TO DO - The entries below are to be given back exactly, with images excluded.

Dataset items
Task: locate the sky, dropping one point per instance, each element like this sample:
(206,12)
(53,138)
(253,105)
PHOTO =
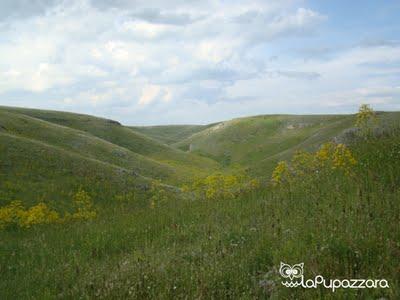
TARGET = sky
(195,62)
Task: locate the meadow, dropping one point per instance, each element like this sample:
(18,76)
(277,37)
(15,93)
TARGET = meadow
(210,223)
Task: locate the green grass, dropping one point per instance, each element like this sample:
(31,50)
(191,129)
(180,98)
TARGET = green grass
(170,134)
(80,132)
(188,248)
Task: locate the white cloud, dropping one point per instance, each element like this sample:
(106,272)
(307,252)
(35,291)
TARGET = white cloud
(149,93)
(197,60)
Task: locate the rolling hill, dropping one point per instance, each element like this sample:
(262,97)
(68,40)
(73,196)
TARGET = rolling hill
(44,153)
(259,142)
(170,134)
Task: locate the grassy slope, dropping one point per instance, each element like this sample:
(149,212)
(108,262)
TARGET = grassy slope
(34,171)
(222,249)
(170,134)
(258,142)
(176,163)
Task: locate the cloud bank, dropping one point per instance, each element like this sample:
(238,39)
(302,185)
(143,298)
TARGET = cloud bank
(158,62)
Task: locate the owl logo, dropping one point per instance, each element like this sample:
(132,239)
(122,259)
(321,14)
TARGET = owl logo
(291,272)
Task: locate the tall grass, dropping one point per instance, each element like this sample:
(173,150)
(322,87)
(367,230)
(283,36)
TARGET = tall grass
(222,249)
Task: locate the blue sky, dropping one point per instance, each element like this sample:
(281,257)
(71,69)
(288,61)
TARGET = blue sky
(179,62)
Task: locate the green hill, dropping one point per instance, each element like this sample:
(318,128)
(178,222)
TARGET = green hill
(170,134)
(107,141)
(258,142)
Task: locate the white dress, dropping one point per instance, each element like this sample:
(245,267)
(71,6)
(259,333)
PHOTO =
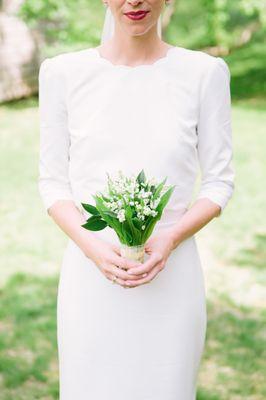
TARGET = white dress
(172,119)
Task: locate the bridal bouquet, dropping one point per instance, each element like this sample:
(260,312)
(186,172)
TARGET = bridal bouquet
(131,206)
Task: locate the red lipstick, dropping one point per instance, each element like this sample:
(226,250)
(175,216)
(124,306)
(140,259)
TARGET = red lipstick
(136,15)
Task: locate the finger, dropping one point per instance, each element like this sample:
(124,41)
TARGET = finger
(114,269)
(116,249)
(118,280)
(147,266)
(124,263)
(151,275)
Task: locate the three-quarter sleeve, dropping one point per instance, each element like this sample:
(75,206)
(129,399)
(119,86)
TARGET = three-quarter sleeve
(53,179)
(214,147)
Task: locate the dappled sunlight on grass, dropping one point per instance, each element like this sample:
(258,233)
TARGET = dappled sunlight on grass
(28,353)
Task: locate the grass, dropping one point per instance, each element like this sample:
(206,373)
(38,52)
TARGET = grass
(232,250)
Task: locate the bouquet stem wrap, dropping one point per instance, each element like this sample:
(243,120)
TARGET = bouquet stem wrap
(135,253)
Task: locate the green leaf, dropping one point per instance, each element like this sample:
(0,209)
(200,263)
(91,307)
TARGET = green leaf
(141,177)
(137,223)
(94,223)
(164,200)
(91,209)
(110,213)
(159,189)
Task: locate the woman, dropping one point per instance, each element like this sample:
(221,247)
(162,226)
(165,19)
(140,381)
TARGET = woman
(133,103)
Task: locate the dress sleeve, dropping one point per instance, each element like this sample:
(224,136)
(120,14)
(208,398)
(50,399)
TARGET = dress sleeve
(214,147)
(53,180)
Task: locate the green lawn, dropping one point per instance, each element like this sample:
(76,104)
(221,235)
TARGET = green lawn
(232,249)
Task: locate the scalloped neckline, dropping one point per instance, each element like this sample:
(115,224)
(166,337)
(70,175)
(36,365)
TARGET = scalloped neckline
(156,62)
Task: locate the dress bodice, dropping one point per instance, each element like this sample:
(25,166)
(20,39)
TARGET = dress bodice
(171,118)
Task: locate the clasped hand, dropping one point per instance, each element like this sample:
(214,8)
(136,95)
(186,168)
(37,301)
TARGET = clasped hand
(130,273)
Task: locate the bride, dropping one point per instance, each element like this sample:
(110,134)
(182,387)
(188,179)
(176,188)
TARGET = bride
(134,102)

TASK SOLUTION -
Task: locate the sky, dropping one point per instance, each element like this sample:
(206,12)
(53,138)
(253,105)
PHOTO =
TARGET = sky
(195,62)
Task: locate the meadow, dropping one point per instance, each element like this sample:
(18,76)
(277,37)
(15,93)
TARGET = meadow
(210,223)
Task: locate the green grass, dropping one point per instance, each element like this sample:
(31,50)
(191,129)
(180,98)
TARGET = green grass
(170,134)
(80,132)
(188,248)
Task: locate the white cloud, dropping one point per instance, each element like this sample:
(106,272)
(307,252)
(35,291)
TARGET = white cloud
(149,93)
(197,60)
Task: locate the rolling hill, dropping one point per instance, each element like this sample:
(262,97)
(68,40)
(73,196)
TARGET = rolling hill
(44,153)
(259,142)
(170,134)
Task: locate the grassy slope, dropping one point per instance, each element like this sample:
(149,212)
(108,262)
TARGET = grassy slope
(34,171)
(222,249)
(170,134)
(258,142)
(176,163)
Task: locate the cloud bank, dropping one point per instance, each element like this sample:
(238,39)
(302,185)
(143,298)
TARGET = cloud bank
(158,62)
Task: locate the owl logo, dropping one point per instance, each element like this sample:
(132,239)
(122,259)
(321,14)
TARGET = owl logo
(291,272)
Task: locate the tall grass, dropping one point per instance, each element like this sample:
(173,150)
(322,87)
(367,230)
(283,36)
TARGET = tall grass
(222,249)
Task: locate the blue sky, dropping one point per instance, each element like this sample:
(281,257)
(71,69)
(288,61)
TARGET = blue sky
(179,62)
Task: locate the green hill, dropping one point per instance, each element like this sample:
(318,128)
(178,222)
TARGET = green hill
(170,134)
(107,141)
(258,142)
Task: locate the white dress, dropping one point per instance, each element like this sample:
(245,267)
(71,6)
(259,333)
PHOTO =
TARGET = white dress
(172,119)
Task: locate the bridal bouquet, dropping one point per instance, each element like this sample:
(260,312)
(186,172)
TARGET = bridal bouquet
(131,206)
Task: locate the red lipstick, dropping one point per instance, each element like this sample:
(226,250)
(175,216)
(124,306)
(140,259)
TARGET = red lipstick
(136,15)
Task: locate the finger, dropping one point per instance, each element like this sample:
(124,41)
TARGET = finger
(114,269)
(116,249)
(118,280)
(147,266)
(124,263)
(151,275)
Task: locate the three-quarter sleeve, dropping one point per instance, each element like this sample:
(75,206)
(129,399)
(119,86)
TARGET = three-quarter sleeve
(53,179)
(214,147)
Task: locate the dappled sunlight on grass, dropping one point per instance, each element like this sample:
(258,233)
TARGET = dappled sunlight on grass
(28,353)
Task: locate the grass, dropping one point per instance, each element like this sample:
(206,373)
(38,52)
TARGET = grass
(232,250)
Task: locate the bouquet stem wrap, dropping one point per instance, each element like this sample:
(243,120)
TARGET = bouquet stem wrap
(135,253)
Task: locate the green leaf, dropping one point per instance, each element like this sample:
(0,209)
(200,263)
(91,307)
TARGET = green leaf
(141,177)
(137,223)
(94,223)
(164,200)
(91,209)
(110,213)
(159,189)
Task: locate the woman, dropping one point per instance, each element like this sample:
(221,247)
(162,226)
(165,19)
(140,381)
TARGET = woman
(133,103)
Task: locate the dress sleeve, dropping one point per instance, each element like this sample:
(224,136)
(120,14)
(208,398)
(50,399)
TARGET = dress sleeve
(214,147)
(53,180)
Task: locate the green lawn, dropping one point per instance, each element like this sample:
(76,104)
(221,235)
TARGET = green lawn
(232,249)
Task: locate the scalloped neckline, dropping one point per instance, each element like this sample:
(115,224)
(166,337)
(70,175)
(36,365)
TARGET = scalloped neckline
(156,62)
Task: locate the dress bodice, dropping one point per instance, each element like this sample:
(25,166)
(20,39)
TARGET = dress bodice
(171,118)
Task: locate the clasped hand, dropping one point per instance, each element like this sample:
(214,8)
(136,95)
(186,168)
(37,301)
TARGET = clasped hand
(130,273)
Task: locate the bride, dropping one point per instance, each element like this sample:
(110,134)
(182,387)
(188,179)
(176,188)
TARGET = bride
(134,102)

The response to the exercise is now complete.